What is needed: Write the entries below out again in full. Match every character.

Saved data entries:
━━━━
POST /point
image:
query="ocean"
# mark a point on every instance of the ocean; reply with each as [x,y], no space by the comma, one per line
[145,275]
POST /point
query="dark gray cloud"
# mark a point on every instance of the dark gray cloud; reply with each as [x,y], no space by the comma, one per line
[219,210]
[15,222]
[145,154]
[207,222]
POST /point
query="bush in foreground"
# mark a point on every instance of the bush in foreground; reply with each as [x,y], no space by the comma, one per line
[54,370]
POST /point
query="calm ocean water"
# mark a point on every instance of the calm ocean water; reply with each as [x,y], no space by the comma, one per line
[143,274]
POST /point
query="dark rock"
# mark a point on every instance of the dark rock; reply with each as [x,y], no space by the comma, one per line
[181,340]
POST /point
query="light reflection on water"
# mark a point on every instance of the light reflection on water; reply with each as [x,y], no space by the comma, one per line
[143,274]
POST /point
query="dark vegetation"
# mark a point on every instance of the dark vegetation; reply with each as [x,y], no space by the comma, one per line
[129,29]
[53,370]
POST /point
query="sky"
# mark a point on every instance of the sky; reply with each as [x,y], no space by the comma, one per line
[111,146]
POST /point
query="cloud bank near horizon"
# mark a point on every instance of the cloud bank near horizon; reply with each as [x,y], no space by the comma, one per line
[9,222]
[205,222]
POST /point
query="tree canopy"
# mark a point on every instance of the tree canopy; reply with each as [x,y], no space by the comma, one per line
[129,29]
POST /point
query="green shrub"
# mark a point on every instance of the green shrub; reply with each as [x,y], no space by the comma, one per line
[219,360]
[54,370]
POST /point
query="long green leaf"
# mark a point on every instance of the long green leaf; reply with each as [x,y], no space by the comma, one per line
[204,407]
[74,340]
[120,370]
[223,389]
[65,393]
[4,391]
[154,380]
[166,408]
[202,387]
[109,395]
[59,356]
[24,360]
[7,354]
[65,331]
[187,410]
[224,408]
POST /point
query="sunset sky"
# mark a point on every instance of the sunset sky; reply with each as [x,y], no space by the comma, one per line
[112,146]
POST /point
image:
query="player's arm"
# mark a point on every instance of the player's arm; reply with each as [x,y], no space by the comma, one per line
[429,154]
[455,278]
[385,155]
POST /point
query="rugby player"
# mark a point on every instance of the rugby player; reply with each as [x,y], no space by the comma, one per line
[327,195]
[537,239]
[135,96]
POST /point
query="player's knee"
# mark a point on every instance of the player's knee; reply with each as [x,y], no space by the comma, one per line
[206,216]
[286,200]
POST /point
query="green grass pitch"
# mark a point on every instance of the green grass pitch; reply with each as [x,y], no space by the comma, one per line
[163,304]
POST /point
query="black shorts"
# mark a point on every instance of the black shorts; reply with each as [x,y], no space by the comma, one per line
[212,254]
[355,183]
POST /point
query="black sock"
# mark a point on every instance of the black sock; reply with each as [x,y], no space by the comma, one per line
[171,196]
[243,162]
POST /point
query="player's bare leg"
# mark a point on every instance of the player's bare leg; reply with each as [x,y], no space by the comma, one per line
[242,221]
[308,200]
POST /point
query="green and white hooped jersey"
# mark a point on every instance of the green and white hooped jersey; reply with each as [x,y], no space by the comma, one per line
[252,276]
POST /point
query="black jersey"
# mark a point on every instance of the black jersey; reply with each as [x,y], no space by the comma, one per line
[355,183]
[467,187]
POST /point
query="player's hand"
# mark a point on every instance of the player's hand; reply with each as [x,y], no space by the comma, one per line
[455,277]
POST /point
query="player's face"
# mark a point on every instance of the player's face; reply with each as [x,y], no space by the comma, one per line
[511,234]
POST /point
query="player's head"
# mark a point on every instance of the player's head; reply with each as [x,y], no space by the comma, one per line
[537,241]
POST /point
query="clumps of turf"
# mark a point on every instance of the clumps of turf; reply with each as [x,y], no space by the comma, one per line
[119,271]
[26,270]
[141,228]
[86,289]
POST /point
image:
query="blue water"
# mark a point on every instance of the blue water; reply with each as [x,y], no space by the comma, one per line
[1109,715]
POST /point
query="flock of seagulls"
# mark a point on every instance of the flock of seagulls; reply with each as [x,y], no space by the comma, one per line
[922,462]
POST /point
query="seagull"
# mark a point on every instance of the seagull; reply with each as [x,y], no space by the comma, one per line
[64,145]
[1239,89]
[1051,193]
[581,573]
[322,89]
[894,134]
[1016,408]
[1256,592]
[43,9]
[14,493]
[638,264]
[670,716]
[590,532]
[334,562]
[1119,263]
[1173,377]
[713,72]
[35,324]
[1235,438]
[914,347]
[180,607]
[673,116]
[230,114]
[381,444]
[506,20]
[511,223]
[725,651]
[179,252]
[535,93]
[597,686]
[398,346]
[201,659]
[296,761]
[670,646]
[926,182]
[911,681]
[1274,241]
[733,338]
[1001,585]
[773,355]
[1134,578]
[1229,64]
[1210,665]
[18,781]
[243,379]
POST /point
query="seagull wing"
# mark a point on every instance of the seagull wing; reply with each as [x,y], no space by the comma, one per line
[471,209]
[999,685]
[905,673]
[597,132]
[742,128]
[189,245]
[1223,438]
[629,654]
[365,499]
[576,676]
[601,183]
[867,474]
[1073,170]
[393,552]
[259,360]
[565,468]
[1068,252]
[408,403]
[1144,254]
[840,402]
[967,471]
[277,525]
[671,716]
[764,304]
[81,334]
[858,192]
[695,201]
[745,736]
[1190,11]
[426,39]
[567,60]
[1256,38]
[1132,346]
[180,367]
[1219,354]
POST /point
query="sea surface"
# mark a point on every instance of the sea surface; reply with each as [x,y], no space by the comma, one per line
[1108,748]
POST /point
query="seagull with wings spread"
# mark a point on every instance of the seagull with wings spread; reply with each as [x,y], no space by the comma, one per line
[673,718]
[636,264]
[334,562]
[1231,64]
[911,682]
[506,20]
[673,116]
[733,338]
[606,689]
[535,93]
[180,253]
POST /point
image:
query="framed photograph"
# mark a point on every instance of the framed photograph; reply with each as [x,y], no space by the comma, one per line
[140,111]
━━━━
Response to this task:
POST /point
image:
query="ocean"
# mark a point on every instance of the ocean; reply with each as [x,y], no space by the comma, one per line
[145,275]
POST /point
query="dark gray cloud"
# mark a point on every instance of the dark gray cloud; reply with each as [x,y], no space by the comma, one per line
[219,210]
[15,222]
[145,154]
[207,222]
POST /point
query="bush in foreground"
# mark a point on every instance of the bush in foreground; reply with each as [x,y], no space by the comma, one per line
[54,370]
POST /point
query="calm ocean water"
# mark a point on every instance of the calm ocean water; reply with each as [x,y], no space by the comma, one per line
[143,274]
POST /point
query="dark rock"
# mark a point on every instance of the dark rock; reply with each as [x,y], no space by the comma, one per line
[181,340]
POST /point
query="light reflection on water"
# mark a point on every instance of the light reflection on water; reply with each as [x,y], no space by the comma, one per line
[143,274]
POST /point
query="dark vegetation"
# mark a point on every instance of the dark vegetation; reply with each as [x,y], no space by the comma, one per line
[129,29]
[53,370]
POST /point
query="sky"
# mark a point on every instance of the sky; reply with each as [x,y], no space by the comma, one per line
[111,146]
POST /point
query="cloud bank near horizon"
# mark a point on every instance of the cloud bank near horizon; reply with each as [x,y], no space by the comma, one per line
[9,222]
[205,222]
POST /point
query="tree canopy"
# mark a point on every instance of the tree canopy; reply with each as [x,y], no space by the comma, one per line
[129,29]
POST /point
query="green shrub"
# mark a point on every instance of the green shrub; reply with each as [x,y], no space by the comma, one per line
[219,360]
[54,370]
POST /point
query="long green leaf"
# mark a point on every instance of the long green leaf; reply with each as [x,y], no space by the comma, one per line
[204,407]
[74,340]
[120,370]
[223,389]
[65,393]
[4,391]
[154,380]
[166,408]
[202,387]
[109,395]
[59,356]
[24,360]
[7,354]
[65,331]
[187,410]
[224,408]
POST /point
query="sunset sky"
# mark a point on every instance of the sunset sky; reply with each as [x,y], no space by the comma, one per line
[112,146]
POST /point
image:
query="player's arm"
# mark a point on every instance of the player's arm; reply with each as [x,y], no space by the comma, one per line
[429,154]
[455,278]
[385,155]
POST /point
query="rugby player"
# mark a point on every instance of the rugby player; reply with each as [x,y], no space by the comma, one per line
[327,195]
[537,239]
[135,96]
POST /point
query="player's knee"
# mark a point on every instance of the player's knee; reply with each as [x,y], no space by the comma, one per line
[206,216]
[286,200]
POST /point
query="green grass pitch"
# mark a point on every instance of the green grass pitch; reply with each as [x,y], no space by the comma, one per line
[163,304]
POST /point
query="black shorts"
# mark a point on every instance of the black shorts; reply with each as [x,y], no space by the comma, one per line
[212,254]
[355,183]
POST /point
query="black sock"
# mark a point on every instance of the black sock; reply with each as [x,y], no space by the comma, one per line
[171,196]
[243,162]
POST /point
query="player's bare leg"
# mark a point on every instance of the player's bare leg; reply with each as [x,y], no space by the comma, one per line
[242,221]
[308,200]
POST /point
query="green and white hooped jersey"
# mark a point on every instance of the green and white hooped jersey; reply with each as [x,y], no space by the comma, one per line
[252,276]
POST /point
query="black jersey"
# mark a point on every instance of the black jersey; reply with each as [x,y], no space by the comma, one per line
[355,183]
[467,187]
POST /point
query="player's hand"
# mark a point on every instance of the player's hand; reply with each as [x,y], no space by the comma, one per line
[455,277]
POST /point
query="player's face"
# mark a point on every instance of the player's face; reply with each as [x,y], no space by the comma, one per line
[511,234]
POST /point
query="player's head"
# mark a point on every instance of the player's head; reply with each as [x,y], no space by the comma, one per line
[537,241]
POST /point
query="clumps of turf"
# mark a point on every instance of the clumps of turf; reply with each as [x,y], no space by the comma, one per line
[119,271]
[26,270]
[141,228]
[86,289]
POST /point
image:
query="blue water"
# mark a point on every instance of the blue water; reply with each as [x,y], no space by the comma, one per line
[1109,715]
POST /point
query="flock of seagulls"
# mark a point on every instance of the flock of seagulls; reply with each as [x,y], no space by the comma, one per line
[922,462]
POST /point
query="seagull"
# mark a point on every instance of the seagull; reply with each as [x,y], no space by the comma, one per line
[64,145]
[1239,89]
[1051,193]
[581,573]
[322,89]
[894,134]
[1016,408]
[1256,592]
[43,9]
[14,493]
[638,264]
[670,716]
[590,532]
[334,562]
[1119,263]
[1173,377]
[713,72]
[35,324]
[1235,438]
[914,347]
[180,607]
[673,116]
[230,114]
[381,444]
[506,20]
[511,223]
[725,651]
[179,252]
[535,93]
[597,686]
[398,346]
[201,659]
[296,761]
[670,646]
[926,182]
[911,681]
[1274,241]
[733,338]
[1001,585]
[773,355]
[1134,578]
[1229,64]
[1210,665]
[18,781]
[243,379]
POST /point
query="seagull wing"
# mark a point on every instance of the seagull wing; reply with each as [x,y], no space by the comma, one per line
[471,209]
[999,685]
[905,673]
[597,132]
[742,128]
[189,245]
[1223,438]
[629,654]
[365,499]
[576,676]
[601,183]
[867,474]
[1073,170]
[393,552]
[259,360]
[565,468]
[1068,252]
[408,403]
[1144,254]
[840,402]
[967,471]
[277,525]
[671,716]
[764,304]
[81,334]
[858,192]
[695,201]
[745,736]
[1190,11]
[426,39]
[567,60]
[1256,38]
[1132,346]
[180,367]
[1219,354]
POST /point
query="sea surface"
# mark a point on every instance of the sea surface; reply with each as [x,y], no space by the comma, one per line
[1108,748]
POST /point
query="seagull with wings spread"
# mark a point on every instance of the seagull with wings spread; reply with each as [x,y], no space by the comma, one per line
[673,718]
[636,264]
[334,562]
[1231,64]
[911,682]
[506,20]
[673,116]
[733,338]
[606,689]
[535,93]
[180,253]
POST /point
image:
query="framed photograph"
# mark a point on every instance of the framed photograph; reply with each as [x,y], no space by the comma, one per line
[140,111]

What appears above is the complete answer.